Stated goal.
State how many lines of the entries below contain the string "dark", counting only matches with the same capitalization. Give the number alone.

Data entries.
• • •

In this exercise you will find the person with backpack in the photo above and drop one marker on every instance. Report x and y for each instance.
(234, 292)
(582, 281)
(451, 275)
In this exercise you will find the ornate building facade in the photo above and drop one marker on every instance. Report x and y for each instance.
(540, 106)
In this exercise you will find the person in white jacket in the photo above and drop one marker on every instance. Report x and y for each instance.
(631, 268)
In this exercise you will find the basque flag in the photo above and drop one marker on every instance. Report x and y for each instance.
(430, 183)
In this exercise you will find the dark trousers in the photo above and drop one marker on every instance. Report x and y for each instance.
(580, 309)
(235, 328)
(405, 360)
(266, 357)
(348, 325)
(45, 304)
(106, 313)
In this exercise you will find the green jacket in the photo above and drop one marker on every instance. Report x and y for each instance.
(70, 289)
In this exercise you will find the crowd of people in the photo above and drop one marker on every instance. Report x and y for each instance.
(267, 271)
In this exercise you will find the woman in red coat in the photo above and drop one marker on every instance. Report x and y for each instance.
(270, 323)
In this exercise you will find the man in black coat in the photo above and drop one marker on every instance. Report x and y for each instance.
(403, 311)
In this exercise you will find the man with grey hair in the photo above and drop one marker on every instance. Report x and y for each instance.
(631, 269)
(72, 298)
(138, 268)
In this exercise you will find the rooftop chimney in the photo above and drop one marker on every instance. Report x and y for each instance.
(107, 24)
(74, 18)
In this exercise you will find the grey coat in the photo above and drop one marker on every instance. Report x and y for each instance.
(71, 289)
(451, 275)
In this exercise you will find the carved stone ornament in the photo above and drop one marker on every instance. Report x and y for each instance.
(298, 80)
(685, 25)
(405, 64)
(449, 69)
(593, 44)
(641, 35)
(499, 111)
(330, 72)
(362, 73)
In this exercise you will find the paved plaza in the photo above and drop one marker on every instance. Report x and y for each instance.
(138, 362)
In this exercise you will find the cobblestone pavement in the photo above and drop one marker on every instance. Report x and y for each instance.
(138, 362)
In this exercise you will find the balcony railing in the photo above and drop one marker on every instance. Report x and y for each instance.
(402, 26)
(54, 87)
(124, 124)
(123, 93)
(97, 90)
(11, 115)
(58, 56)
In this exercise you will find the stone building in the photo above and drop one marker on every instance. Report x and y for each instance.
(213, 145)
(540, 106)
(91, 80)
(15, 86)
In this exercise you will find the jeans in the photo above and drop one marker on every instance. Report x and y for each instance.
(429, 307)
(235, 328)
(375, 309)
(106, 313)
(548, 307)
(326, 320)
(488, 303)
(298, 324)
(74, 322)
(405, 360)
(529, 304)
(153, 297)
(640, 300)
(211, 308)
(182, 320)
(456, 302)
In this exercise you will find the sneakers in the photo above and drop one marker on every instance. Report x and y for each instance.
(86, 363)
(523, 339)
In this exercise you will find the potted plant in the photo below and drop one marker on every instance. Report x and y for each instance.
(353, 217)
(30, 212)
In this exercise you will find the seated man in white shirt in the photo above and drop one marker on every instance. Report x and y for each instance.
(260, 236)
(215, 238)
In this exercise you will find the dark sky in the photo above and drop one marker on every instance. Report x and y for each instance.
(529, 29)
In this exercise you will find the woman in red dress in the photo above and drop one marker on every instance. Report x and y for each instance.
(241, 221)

• • •

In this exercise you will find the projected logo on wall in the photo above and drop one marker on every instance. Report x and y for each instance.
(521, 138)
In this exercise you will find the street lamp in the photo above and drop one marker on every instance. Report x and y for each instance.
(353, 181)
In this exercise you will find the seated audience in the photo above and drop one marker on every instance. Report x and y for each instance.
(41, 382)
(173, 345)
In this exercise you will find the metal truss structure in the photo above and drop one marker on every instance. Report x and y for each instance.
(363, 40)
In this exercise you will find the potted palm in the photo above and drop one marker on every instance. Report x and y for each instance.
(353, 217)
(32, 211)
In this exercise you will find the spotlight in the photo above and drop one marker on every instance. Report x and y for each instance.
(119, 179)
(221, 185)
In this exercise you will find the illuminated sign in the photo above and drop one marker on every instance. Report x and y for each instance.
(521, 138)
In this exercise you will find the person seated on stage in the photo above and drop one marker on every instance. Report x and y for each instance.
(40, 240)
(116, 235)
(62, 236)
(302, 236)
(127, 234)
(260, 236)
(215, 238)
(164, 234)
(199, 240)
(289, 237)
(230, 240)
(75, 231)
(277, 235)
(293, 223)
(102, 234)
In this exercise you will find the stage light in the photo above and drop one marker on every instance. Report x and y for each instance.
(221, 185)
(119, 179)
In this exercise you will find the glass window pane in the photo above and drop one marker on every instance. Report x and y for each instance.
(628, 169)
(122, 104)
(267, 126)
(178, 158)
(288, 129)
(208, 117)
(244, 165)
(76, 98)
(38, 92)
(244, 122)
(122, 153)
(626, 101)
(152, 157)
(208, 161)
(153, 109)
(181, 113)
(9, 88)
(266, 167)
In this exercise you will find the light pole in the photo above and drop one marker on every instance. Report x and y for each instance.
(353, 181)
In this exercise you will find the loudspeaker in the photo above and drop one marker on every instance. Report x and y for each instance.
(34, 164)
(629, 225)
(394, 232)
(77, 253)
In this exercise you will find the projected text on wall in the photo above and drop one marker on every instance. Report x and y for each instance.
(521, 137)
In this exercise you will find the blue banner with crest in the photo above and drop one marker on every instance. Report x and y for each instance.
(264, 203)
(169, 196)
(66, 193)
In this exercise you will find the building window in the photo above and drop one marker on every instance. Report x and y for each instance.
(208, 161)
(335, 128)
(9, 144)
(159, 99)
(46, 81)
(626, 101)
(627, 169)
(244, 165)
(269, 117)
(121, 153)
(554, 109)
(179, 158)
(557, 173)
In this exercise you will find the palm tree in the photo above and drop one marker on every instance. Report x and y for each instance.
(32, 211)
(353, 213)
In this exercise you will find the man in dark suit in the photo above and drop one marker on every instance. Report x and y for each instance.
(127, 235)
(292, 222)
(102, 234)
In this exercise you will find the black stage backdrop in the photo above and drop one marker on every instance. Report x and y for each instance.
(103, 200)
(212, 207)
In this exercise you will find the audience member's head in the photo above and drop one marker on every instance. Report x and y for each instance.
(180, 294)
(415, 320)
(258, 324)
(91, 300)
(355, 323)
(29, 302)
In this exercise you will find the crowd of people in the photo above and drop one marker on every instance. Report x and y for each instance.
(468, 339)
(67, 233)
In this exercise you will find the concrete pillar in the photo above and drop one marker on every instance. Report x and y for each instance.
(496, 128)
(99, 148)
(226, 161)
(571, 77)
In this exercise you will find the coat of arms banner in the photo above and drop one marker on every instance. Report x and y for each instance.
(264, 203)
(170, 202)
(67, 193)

• • •

Exercise result.
3